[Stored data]
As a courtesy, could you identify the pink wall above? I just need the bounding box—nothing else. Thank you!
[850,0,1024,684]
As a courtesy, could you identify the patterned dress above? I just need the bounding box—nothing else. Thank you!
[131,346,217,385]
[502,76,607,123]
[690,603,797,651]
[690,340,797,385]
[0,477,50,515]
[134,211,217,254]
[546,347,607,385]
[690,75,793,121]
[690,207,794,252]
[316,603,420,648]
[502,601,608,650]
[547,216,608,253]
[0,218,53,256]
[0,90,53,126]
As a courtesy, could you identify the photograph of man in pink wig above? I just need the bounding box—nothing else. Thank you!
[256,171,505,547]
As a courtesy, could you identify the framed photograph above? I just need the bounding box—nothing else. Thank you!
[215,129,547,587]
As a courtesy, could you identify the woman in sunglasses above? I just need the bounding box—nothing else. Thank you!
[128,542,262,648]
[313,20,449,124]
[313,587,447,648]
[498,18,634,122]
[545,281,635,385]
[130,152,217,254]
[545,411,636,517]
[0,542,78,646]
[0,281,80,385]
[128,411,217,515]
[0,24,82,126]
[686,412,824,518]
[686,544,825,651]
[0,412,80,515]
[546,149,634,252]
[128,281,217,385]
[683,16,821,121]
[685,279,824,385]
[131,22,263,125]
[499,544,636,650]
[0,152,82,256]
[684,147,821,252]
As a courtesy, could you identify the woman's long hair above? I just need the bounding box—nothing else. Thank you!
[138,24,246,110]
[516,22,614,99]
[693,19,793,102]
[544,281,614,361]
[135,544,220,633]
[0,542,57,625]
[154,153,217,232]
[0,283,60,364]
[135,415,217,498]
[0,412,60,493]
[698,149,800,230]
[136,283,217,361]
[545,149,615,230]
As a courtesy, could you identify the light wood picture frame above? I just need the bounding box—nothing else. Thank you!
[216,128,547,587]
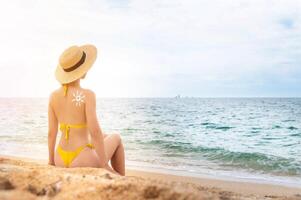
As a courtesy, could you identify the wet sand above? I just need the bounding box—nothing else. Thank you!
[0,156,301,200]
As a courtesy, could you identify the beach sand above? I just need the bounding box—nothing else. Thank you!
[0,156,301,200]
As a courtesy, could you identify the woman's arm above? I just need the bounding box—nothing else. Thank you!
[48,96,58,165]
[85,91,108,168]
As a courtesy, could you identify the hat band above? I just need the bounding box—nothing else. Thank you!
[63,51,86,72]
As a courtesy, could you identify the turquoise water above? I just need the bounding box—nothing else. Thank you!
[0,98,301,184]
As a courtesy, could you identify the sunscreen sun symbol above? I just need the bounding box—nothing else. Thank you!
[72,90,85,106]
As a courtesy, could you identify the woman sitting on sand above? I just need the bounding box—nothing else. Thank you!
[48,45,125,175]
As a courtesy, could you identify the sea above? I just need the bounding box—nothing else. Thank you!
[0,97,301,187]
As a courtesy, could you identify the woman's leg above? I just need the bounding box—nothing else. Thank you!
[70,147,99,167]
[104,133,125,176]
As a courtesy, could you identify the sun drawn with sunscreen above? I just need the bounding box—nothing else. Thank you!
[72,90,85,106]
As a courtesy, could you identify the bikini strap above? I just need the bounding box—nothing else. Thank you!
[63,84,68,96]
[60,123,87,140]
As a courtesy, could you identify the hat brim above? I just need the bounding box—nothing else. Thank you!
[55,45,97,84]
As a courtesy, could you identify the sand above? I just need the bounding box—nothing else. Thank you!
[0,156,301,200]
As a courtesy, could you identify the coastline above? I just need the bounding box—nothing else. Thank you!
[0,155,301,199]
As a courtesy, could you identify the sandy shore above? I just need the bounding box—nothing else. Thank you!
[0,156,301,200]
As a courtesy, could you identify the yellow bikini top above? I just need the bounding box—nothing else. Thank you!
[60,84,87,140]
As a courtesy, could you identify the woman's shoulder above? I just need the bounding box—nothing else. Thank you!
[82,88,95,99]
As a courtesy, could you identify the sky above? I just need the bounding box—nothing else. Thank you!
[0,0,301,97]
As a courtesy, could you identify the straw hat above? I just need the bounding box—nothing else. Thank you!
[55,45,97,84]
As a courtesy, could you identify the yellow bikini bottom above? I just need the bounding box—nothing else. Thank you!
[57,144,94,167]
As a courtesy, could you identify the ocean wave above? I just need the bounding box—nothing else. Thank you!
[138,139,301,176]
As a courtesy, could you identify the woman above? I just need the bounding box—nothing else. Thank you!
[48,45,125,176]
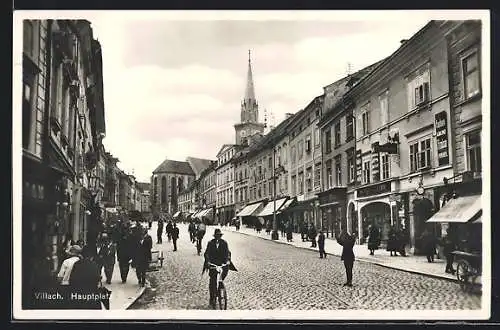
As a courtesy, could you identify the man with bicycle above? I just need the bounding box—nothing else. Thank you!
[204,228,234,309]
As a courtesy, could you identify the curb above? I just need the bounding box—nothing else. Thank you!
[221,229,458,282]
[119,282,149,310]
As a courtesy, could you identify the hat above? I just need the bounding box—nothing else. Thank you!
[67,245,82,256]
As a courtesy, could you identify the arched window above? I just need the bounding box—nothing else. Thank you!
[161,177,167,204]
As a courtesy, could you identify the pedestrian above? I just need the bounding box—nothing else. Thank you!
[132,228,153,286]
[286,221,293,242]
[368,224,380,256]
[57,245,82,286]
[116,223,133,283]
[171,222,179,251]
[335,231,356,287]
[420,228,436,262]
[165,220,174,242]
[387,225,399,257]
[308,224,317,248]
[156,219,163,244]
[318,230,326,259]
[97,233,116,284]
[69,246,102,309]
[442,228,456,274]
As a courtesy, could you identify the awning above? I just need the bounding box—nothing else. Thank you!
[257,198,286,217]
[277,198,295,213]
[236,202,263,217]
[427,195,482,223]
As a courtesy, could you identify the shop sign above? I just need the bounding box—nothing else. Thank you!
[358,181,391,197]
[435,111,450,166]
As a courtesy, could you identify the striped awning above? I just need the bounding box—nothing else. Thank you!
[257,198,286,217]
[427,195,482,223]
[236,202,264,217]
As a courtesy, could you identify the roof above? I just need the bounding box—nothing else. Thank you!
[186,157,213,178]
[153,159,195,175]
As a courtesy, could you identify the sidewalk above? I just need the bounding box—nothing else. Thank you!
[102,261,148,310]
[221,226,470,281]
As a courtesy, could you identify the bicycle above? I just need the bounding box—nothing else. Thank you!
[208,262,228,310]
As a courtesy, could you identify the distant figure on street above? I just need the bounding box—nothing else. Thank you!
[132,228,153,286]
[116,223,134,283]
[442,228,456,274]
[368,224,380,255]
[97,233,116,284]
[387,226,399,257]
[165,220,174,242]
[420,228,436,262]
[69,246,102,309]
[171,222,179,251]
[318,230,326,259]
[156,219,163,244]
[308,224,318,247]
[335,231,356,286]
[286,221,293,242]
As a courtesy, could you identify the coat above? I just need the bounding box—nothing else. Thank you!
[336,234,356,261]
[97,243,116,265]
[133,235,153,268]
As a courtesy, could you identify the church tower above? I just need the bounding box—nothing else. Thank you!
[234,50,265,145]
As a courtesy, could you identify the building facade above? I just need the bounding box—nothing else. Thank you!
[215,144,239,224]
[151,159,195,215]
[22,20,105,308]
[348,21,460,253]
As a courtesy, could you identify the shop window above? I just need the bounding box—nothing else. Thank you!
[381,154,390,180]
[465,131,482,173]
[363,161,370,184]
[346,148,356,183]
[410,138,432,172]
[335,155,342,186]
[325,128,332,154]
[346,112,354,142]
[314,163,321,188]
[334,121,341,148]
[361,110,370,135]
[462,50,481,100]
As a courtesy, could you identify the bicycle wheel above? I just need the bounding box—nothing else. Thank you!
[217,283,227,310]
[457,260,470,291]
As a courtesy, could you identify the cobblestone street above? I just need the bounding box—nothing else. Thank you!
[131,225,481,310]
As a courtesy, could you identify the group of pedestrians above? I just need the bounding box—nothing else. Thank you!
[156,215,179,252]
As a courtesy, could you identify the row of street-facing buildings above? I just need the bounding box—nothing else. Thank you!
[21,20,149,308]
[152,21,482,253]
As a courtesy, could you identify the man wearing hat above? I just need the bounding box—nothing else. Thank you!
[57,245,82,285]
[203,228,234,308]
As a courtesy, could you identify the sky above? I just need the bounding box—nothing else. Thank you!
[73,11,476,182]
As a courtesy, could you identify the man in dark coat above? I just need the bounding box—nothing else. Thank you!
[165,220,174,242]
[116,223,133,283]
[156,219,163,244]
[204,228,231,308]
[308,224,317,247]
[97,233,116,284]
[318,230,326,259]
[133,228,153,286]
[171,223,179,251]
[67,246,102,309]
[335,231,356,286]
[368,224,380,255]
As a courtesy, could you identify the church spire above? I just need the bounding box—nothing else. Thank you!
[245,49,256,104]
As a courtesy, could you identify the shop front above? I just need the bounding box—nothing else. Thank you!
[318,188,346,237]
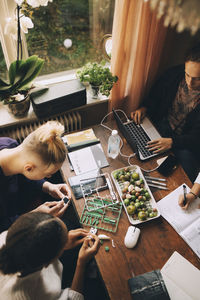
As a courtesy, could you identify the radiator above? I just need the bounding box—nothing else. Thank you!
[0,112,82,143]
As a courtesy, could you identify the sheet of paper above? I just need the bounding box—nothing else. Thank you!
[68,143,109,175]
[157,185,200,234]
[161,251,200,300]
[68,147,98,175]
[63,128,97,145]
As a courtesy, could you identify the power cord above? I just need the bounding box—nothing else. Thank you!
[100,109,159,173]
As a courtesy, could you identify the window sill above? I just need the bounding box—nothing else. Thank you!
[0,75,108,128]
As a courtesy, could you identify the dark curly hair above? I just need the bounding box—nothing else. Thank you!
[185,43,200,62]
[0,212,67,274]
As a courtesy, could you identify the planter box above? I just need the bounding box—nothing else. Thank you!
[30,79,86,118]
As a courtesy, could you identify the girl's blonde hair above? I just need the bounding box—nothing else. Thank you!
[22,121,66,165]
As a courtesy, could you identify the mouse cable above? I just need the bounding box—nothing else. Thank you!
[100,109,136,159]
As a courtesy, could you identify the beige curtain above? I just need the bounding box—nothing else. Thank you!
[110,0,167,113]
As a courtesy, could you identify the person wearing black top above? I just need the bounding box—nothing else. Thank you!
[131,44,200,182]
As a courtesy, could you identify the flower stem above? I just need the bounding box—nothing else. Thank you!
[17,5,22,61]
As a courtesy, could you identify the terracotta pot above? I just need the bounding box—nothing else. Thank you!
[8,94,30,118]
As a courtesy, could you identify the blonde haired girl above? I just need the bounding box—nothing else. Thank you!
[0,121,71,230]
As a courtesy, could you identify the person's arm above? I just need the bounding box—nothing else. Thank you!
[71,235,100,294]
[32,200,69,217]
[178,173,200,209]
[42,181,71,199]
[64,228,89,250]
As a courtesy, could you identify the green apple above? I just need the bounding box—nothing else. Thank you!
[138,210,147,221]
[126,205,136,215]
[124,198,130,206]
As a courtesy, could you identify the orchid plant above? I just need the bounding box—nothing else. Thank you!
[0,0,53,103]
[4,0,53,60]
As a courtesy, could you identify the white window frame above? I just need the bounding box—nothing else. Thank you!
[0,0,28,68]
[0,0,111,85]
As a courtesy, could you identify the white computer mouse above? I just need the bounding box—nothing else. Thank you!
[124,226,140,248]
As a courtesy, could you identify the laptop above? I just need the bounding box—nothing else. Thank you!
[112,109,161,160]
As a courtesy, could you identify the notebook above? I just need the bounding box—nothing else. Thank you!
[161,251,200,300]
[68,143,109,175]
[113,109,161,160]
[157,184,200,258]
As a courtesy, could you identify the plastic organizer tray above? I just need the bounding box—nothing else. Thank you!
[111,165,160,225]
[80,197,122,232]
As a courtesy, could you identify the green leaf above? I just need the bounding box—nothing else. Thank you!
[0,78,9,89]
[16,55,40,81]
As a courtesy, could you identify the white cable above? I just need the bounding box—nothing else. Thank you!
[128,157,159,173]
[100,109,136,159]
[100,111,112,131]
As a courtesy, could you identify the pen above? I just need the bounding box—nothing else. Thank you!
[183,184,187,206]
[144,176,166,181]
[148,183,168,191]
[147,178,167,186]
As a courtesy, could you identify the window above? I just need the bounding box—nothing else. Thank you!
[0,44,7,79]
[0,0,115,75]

Exercise goal
Copy the lines of the data word for word, from the line containing "As a courtesy, could you identify the row" through the line containing "[0,112,82,143]", with both of those lines included. Leave any picture out of your answer.

Written solution
As a courtesy, could you identify the row of street-facing buildings above? I just need the bounding box—nothing else. Thank you!
[21,20,149,308]
[152,21,482,253]
As a courtesy, could you identify the man wearing hat above? I just need the bounding box—nothing else. Thank you!
[57,245,82,285]
[203,228,234,308]
As a courtesy, could you identify the sky above? I just need the bounding box—nothing else. Thank you!
[73,11,476,182]
As a courtesy, could you identify the man in dark coat above? I just need the bounding box—nothing else. Thank you!
[165,220,174,242]
[116,223,133,283]
[156,219,163,244]
[204,228,231,308]
[308,224,317,247]
[97,233,116,284]
[318,230,326,259]
[133,228,153,286]
[171,223,179,251]
[67,246,102,309]
[335,231,356,286]
[368,224,380,255]
As a courtesy, could you identify the church spire above? I just need the bounding box—nothing else. Thank you!
[245,49,256,104]
As a courtesy, could you identify the shop front above? I just need the bounding box—nothing else. Thank you!
[318,188,346,237]
As a courtesy, could you identify the radiator above? I just need the bounding box—nothing else. Thank you!
[0,112,82,143]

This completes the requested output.